(Dataset entries)

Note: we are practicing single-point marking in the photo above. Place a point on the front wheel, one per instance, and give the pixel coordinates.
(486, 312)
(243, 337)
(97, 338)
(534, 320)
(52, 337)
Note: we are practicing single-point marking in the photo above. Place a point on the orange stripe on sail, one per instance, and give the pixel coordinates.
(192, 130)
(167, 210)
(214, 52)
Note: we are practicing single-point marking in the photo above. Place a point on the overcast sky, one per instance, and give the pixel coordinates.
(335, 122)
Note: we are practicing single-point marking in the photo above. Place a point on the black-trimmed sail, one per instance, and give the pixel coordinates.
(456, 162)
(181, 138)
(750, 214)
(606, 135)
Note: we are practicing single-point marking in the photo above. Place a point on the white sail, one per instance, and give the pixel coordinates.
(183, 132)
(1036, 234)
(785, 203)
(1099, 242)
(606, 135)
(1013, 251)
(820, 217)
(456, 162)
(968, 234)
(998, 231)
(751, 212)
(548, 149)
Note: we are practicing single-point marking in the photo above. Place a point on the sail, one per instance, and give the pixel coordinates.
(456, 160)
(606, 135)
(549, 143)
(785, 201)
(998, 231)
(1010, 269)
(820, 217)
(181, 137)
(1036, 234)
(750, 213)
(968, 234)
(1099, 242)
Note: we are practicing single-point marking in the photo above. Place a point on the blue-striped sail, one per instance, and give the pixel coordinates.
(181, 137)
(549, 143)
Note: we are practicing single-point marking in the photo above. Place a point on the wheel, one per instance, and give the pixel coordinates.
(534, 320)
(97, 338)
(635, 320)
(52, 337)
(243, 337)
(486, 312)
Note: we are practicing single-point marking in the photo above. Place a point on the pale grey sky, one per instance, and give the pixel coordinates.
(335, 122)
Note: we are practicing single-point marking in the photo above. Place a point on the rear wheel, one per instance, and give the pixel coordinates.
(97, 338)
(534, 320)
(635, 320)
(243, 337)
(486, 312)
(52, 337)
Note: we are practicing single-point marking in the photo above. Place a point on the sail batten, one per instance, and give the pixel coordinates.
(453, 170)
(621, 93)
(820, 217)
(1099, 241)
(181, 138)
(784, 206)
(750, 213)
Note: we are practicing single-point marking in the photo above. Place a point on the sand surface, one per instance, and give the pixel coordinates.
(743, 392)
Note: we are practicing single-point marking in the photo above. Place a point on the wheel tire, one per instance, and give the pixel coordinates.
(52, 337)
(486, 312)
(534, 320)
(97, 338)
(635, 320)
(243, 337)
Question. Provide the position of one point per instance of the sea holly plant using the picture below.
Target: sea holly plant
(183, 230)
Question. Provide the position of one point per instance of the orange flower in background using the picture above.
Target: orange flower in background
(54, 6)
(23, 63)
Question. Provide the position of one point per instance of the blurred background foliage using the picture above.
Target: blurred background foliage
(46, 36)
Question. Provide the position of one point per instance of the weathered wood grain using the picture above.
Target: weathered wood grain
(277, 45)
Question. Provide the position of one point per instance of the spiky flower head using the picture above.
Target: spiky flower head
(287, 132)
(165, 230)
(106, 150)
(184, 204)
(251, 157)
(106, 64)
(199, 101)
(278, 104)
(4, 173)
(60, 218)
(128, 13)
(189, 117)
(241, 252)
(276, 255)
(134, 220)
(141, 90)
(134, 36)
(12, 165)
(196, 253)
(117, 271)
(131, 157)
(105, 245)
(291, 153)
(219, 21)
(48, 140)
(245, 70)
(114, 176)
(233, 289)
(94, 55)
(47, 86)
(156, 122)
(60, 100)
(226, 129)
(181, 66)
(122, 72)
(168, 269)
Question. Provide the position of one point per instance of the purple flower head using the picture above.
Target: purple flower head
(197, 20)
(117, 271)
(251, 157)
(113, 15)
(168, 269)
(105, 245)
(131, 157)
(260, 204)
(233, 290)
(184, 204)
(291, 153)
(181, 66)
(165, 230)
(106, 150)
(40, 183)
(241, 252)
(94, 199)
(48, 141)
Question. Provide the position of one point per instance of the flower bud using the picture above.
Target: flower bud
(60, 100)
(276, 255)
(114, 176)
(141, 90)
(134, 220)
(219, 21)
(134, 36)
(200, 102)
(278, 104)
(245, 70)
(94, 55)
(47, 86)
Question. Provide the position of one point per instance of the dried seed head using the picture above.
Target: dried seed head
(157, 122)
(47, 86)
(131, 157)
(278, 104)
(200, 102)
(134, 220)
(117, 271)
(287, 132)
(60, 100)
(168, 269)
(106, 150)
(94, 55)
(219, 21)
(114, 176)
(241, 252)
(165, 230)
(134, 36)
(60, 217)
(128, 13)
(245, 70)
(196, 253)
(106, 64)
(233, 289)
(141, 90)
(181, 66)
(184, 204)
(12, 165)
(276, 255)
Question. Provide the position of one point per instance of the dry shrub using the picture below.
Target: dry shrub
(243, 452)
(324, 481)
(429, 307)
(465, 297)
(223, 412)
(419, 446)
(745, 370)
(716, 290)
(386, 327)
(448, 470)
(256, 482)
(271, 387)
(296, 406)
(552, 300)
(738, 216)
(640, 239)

§ **Task item**: Every line above from the line with "Target: spiky flower head" to the line with "seed head using the picture above." is wanted, ends included; write them out exactly and add no other line.

§ **Result for this exercise**:
Target: spiky flower head
(287, 132)
(165, 230)
(106, 150)
(184, 204)
(251, 157)
(106, 64)
(199, 101)
(278, 104)
(4, 173)
(60, 218)
(128, 13)
(189, 117)
(241, 252)
(276, 255)
(134, 220)
(141, 90)
(134, 36)
(12, 165)
(196, 253)
(117, 271)
(131, 157)
(105, 245)
(291, 153)
(219, 21)
(48, 140)
(245, 70)
(114, 176)
(233, 289)
(94, 55)
(47, 86)
(156, 122)
(60, 100)
(226, 129)
(181, 66)
(122, 72)
(168, 269)
Question. Provide the position of one point per instance of the purple flower head using the picture above.
Target: purple flower head
(197, 20)
(117, 271)
(251, 157)
(113, 15)
(168, 269)
(105, 245)
(131, 157)
(260, 204)
(233, 290)
(184, 204)
(291, 153)
(181, 66)
(165, 230)
(106, 150)
(40, 183)
(241, 252)
(94, 199)
(48, 141)
Question. Provide the position of one point per instance of the flower bud using the picture above.
Target: flower bud
(60, 100)
(276, 255)
(114, 176)
(141, 90)
(134, 220)
(219, 21)
(134, 36)
(200, 102)
(278, 104)
(245, 70)
(94, 55)
(47, 86)
Question. Provide the position of one point per instance of the dried seed head using the picture above.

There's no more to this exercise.